## Problem
Return, word for word, the part of the total addressable market article between "It all comes" and "on your investment.", inclusive.

## Provided text
= = =

What is total addressable market?

Total addressable market represents the total revenue opportunity that’s available to a product or service. It’s normally measured in terms of revenue, but it can also be expressed as the total population of companies that could become your customers.

It’s important to stress that a well-calculated TAM isn’t an accurate measure of all your future customers or revenue; it must take into account your competitors, who will always grab a slice of the TAM pie. But it’s a good starting point for learning how many people or companies could potentially purchase your product.

Why is TAM important?

It all comes down to a basic business principle: know your customers! If you don’t know your TAM, then you don’t know how many potential customers are out there, and you don’t know how fast your business may grow.

As well as giving you a top-down overview of your target market, TAM is also useful for segmenting your audience into different groups. It assists you in identifying which types of customers would be most receptive to your offering - meaning you can allocate resources accordingly. It gives you a good idea of where you can expect the best return on your investment.

Investors also look for well-thought-out TAM calculations. If you can prove that you have a good understanding of the market and your product’s place in it, then investors will be much more likely to buy into your company.

How to calculate TAM

There are three ways to approach calculating TAM. They are:

  1. Top-down

    How it works
    The top-down method involves taking the total number of people in a dataset and then applying demographic and geographic filters, narrowing the results down until you reach a market subset.

    What are the advantages?
    Top-down relies on gathering macroeconomic data from third-party organisations. This type of data pre-exists and can be easily sourced from a variety of global institutions.

    What are the disadvantages?
    Because the data comes from third parties, it may not be entirely accurate. The top-down method also doesn’t account for disruptive products that alter or create brand new markets due to their popularity (e.g.: the Uber app dramatically increased the number of people making taxi rides per year).

  2. Bottom-up

    How it works
    The bottom-up method is the reverse of top-down. You start with a smaller market subset and then extrapolate from that until you discover a total population of buyers. Unlike top-down, however, bottom-up TAM relies on your own primary research (e.g.: a survey conducted in a local market, or a pilot campaign in a small geographic area).

= = =

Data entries

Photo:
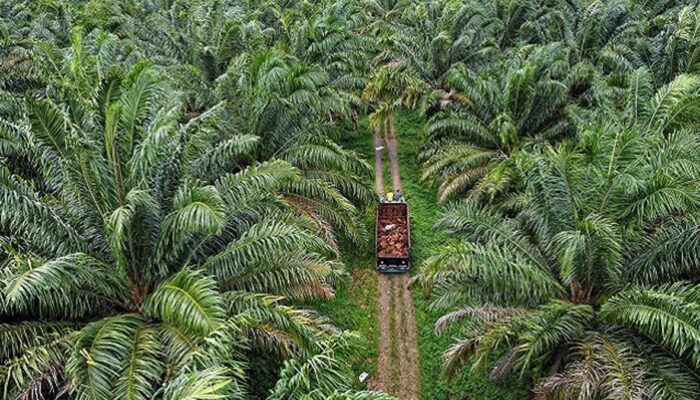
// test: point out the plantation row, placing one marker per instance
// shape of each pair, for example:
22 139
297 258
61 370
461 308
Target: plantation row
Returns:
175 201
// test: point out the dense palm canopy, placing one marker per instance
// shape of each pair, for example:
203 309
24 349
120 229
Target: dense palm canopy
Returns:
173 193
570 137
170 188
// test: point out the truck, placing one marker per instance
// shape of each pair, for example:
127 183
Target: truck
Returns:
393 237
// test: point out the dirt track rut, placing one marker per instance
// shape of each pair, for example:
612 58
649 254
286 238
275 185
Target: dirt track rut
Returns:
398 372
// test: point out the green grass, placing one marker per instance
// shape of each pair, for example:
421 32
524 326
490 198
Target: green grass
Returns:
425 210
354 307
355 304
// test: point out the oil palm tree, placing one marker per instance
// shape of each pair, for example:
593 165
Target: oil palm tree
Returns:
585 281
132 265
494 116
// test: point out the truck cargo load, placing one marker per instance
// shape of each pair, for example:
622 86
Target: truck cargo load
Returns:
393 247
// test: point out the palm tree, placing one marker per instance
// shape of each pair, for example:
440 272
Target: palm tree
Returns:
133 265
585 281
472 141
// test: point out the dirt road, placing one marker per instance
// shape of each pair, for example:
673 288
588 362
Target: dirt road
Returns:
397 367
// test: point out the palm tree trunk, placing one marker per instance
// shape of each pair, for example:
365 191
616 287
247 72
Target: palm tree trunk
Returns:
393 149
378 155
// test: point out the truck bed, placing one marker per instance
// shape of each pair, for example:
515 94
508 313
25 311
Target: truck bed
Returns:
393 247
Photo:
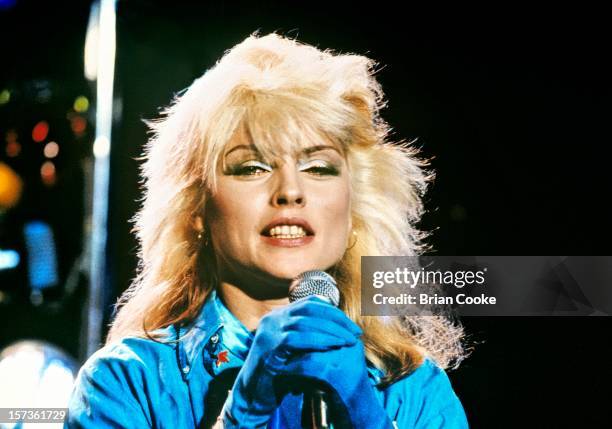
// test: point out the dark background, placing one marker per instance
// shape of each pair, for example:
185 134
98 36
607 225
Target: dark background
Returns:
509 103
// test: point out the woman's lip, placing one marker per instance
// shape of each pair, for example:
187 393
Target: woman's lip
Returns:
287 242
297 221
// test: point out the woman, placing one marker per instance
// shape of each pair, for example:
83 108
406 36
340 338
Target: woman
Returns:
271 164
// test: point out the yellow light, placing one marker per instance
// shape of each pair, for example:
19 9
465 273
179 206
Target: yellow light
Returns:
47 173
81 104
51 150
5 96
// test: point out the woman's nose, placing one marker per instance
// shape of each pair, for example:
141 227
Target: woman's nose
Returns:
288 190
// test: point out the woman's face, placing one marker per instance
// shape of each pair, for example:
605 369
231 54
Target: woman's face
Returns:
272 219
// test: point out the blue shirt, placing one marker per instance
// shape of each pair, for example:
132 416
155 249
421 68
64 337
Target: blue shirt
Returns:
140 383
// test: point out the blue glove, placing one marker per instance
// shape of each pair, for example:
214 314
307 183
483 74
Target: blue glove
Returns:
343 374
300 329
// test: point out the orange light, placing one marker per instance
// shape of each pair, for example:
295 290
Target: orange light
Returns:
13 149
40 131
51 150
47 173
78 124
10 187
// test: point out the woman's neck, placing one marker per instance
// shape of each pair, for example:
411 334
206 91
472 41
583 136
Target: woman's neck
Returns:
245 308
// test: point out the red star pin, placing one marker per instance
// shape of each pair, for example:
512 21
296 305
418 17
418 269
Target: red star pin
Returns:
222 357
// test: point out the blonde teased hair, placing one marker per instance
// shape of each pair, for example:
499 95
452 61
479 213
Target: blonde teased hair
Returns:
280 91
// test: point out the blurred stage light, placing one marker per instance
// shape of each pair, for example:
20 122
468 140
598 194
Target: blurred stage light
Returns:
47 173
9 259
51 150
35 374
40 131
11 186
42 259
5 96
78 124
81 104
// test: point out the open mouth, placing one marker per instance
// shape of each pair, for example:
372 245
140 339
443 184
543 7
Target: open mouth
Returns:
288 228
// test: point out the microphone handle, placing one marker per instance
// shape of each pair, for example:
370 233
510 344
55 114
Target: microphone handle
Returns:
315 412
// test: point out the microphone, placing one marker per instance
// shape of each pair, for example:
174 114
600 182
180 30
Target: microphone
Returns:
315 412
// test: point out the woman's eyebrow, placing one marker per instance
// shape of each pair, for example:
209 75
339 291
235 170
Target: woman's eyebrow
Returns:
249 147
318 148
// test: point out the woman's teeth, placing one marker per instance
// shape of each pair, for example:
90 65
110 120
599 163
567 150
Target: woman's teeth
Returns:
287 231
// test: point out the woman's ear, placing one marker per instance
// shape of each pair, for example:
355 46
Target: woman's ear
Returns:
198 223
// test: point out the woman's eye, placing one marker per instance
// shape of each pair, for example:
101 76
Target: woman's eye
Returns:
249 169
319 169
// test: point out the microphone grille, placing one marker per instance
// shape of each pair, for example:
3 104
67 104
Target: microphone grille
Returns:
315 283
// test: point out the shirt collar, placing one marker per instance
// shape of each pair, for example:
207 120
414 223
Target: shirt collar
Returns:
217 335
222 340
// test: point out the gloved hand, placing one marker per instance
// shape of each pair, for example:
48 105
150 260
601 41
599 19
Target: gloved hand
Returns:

= = =

## Answer for the task
It all comes down to a basic business principle: know your customers! If you don’t know your TAM, then you don’t know how many potential customers are out there, and you don’t know how fast your business may grow.

As well as giving you a top-down overview of your target market, TAM is also useful for segmenting your audience into different groups. It assists you in identifying which types of customers would be most receptive to your offering - meaning you can allocate resources accordingly. It gives you a good idea of where you can expect the best return on your investment.